Exercise brief >> In the text below about Community Protection Notices, what is the largest fine a business can receive on prosecution for contravening one?

Extract to read >>
----

One resident of Newcastle-Under-Lyme was banned from crying in their own home if such crying 'can be heard within the adjoining address at any time on any day'. Tameside Council banned several people from 'shouting and swearing inside your property', and four councils issued notices banning people from feeding the birds in their garden. One person was ordered to cut their grass, while another was instructed to clean their windows.
These prohibitions were imposed with a little-known power: Community Protection Notices, or CPNs, contained within the Anti-Social Behaviour, Crime and Policing Act 2014. These orders were introduced to replace Litter Clearing Notices, a specific power to deal with those whose land was 'defaced by litter'.
However, CPNs are much broader. They allow local authority officers to ban an individual from carrying out activities that the authority believes to have a 'detrimental effect on the quality of life' of those in the locality. It is a criminal offence to contravene a CPN, which can be punished by an on-spot fine of £100, or on prosecution, a fine of up to £2500 (for individuals) or £20,000 (for businesses).
The phrase 'detrimental effect' is incredibly broad, and (unlike terms such as 'nuisance' or 'distress') has never been tested or defined in court. In effect, this means that people can be criminalised because someone somewhere finds their activities not to their liking.
Manifesto Club research found that this new power is being used widely and wildly, imposing unprecedented restrictions on the conduct of particular individuals. Between October 2014 and October 2015, 107 councils imposed a total of 3,943 CPNs and 9,546 CPN warnings.

----

(Point-per-instance localization data)
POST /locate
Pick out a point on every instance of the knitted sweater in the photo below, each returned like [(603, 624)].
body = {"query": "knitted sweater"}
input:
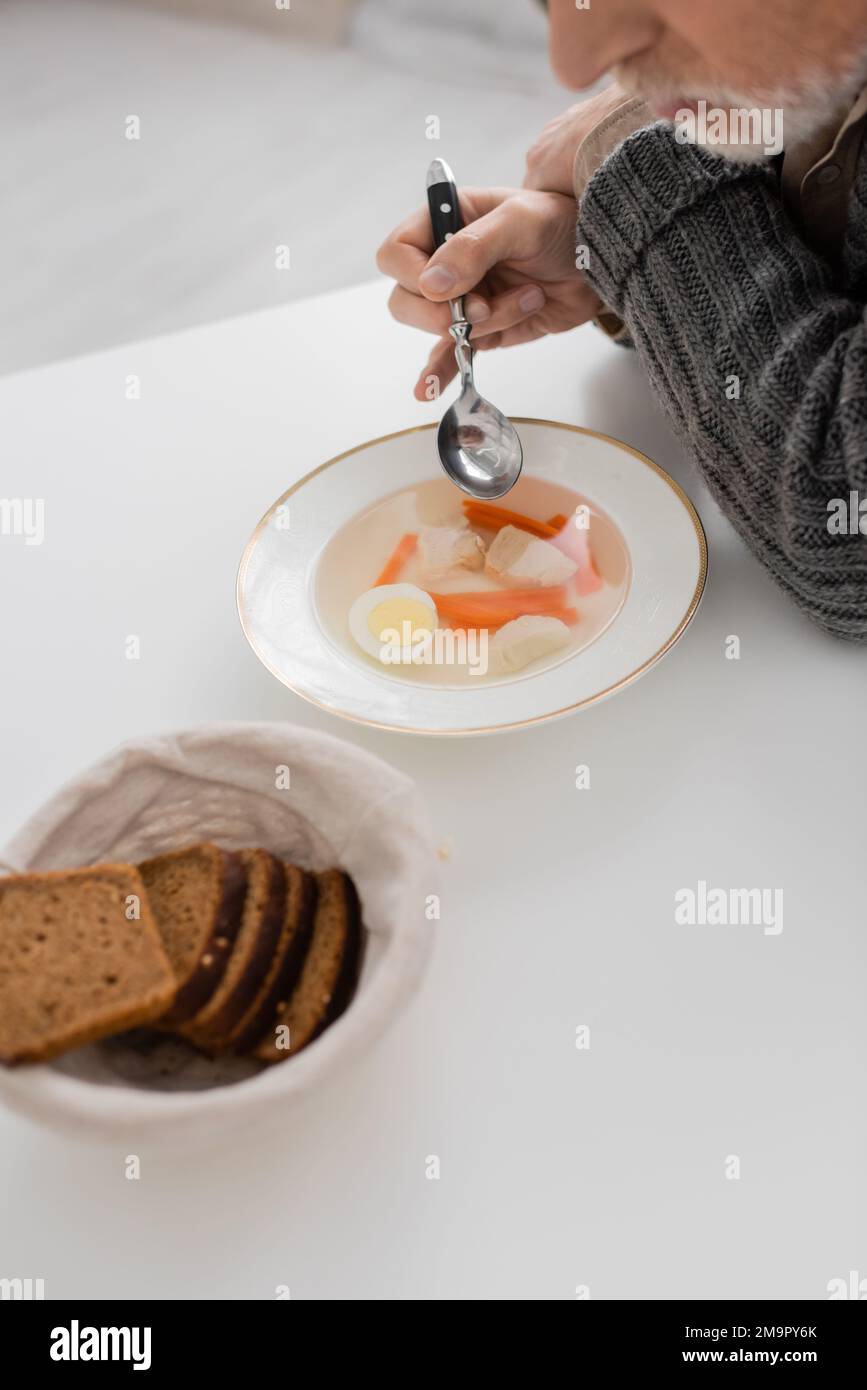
[(756, 348)]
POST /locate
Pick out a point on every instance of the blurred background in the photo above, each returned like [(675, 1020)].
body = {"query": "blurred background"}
[(260, 124)]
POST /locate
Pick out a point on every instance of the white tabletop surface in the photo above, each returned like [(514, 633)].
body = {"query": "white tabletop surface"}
[(559, 1166)]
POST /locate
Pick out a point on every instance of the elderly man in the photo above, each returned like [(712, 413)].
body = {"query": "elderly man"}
[(720, 193)]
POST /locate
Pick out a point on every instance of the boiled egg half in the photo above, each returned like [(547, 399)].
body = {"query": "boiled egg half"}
[(391, 620)]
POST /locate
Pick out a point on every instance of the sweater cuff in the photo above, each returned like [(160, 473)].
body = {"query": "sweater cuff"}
[(638, 192)]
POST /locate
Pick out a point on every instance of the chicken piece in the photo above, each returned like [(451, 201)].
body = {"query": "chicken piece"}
[(518, 559), (525, 640), (448, 548)]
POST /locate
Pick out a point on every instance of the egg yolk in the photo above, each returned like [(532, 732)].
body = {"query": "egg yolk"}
[(393, 613)]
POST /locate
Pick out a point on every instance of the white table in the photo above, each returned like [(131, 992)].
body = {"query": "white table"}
[(560, 1166)]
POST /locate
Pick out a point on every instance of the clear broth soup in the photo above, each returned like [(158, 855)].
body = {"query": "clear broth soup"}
[(352, 560)]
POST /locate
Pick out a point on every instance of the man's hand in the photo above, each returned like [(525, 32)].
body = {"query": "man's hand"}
[(550, 160), (514, 260)]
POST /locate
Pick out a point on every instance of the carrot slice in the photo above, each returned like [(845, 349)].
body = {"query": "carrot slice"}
[(467, 615), (524, 601), (398, 559), (493, 519)]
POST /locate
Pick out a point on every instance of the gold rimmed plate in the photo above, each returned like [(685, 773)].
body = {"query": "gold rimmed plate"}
[(324, 541)]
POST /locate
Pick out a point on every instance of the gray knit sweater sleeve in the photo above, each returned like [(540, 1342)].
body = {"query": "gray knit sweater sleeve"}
[(757, 353)]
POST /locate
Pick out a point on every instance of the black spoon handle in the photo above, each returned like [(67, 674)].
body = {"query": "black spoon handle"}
[(442, 202)]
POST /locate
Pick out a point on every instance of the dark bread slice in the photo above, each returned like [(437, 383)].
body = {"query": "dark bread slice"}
[(74, 968), (288, 961), (329, 973), (252, 955), (196, 895)]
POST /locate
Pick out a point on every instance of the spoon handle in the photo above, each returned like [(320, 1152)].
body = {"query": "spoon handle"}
[(442, 202), (446, 220)]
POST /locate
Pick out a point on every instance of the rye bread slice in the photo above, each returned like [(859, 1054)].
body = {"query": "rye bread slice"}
[(252, 955), (329, 973), (288, 961), (196, 895), (74, 966)]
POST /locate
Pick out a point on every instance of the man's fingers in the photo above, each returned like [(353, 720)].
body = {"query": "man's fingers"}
[(509, 232), (405, 253), (507, 309), (434, 319)]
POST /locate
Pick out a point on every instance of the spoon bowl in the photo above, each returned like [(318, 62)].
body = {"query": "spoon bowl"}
[(478, 446)]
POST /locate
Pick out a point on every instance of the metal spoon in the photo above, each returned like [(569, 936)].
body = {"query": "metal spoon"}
[(478, 446)]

----

Reply to the exercise >> £20,000